### TO DO
[a] Do the statements below agree with the article on COVID-19 and globalization? Answer yes or no for each one, and quote the words of the article that decide it.
(i) Until the last week of February, economists, policymakers, financial institutions and governments argued that the pandemic's impact would be brief and limited to some parts of China.
(ii) The article calls the slowdown of economic globalization the least likely of the predictions.
(iii) The article defines economic globalization as increased technological, economic and cultural interconnectedness between countries and regions.
[b] Continue the article on COVID-19 and globalization, starting after its last sentence.
EXCERPTED TEXT section start
Dollar on mask

COVID-19 Aftermath: From Globalisation to Localisation

How will the world look after COVID-19 crisis? Will the pandemic create a new order of the powerful and wealthy? Will there be a global power shift? Are we going to enter a distrustful world full of suffering? A world less open and free? The predictions about COVID-19 are way off the mark and not backed by the facts.

Before it all began, the economists, policymakers, financial institutions, and governments were being  “know it alls” about the possible economic impact of COVID-19 pandemic. Till the last week of February, they argued that the impact of this pandemic will be brief and limited to some parts of China. But, the reality, as we are all aware, turned out to be the opposite.

COVID-19 crisis is upending everything in the global economy. To the extent that there are predictions about the end of globalisation and the culture of free movement & open borders. Of all the predictions, the slowdown of economic globalisation is likely to become a reality.


Corporate or economic globalisation refers to the increased technological, economic and cultural interconnectedness between countries, regions.
EXCERPTED TEXT section end
THE DATA section start
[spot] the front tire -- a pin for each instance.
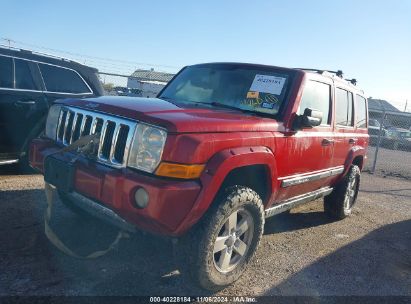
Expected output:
THE DATA section end
### SOLVED PROBLEMS
[a]
(i) Yes: "Till the last week of February, they argued that the impact of this pandemic will be brief and limited to some parts of China."
(ii) No: "Of all the predictions, the slowdown of economic globalisation is likely to become a reality."
(iii) Yes: "Corporate or economic globalisation refers to the increased technological, economic and cultural interconnectedness between countries, regions."

[b]
Permeating through the social values, culture, and education, globalisation has created the current global order that we live in. In this system of interdependence, the fluctuations in the economic graph of one country have an impact on the whole world.

The unprecedented rise of economic globalisation can be attributed to the rapid progress in transportation, connectivity, trade deals, neoliberalism policies, developing economies, global culture, etc. Now, the COVID-19 has wreaked havoc on this global order. The ongoing pandemic has pushed countries towards economic isolation. Within a few weeks of the outbreak, we have seen closed borders, dysfunctional supply chains, travel bans, trade (import/export) restrictions, and reduced consumption. The whole system of globalisation appears to be on the verge of collapse.

mask on earth
Image by Omni Matryx from Pixabay

COVID-19 pandemic has highlighted the risks of overdependence on the global market and international businesses, and the importance of local industries. It has prompted the renationalization of production and rejuvenated the notion of anti-globalisation.

COVID-19 Pandemic calling into question the system of Globalisation:

  1. Local economies need human and natural resources for sustainability and stability. Spending these resources for the profit of international businesses is self-harm.
  2. Countries having excessive dependence on the international market for goods and services are suffering from lack of resources.
  3. Maximum resources are held by very few people. The majority is facing inequality, poverty, and menial, hard labor. 
  4. The hijacking of free natural resources and their movement from one part of the world to another in the disguise of development has created scarcity.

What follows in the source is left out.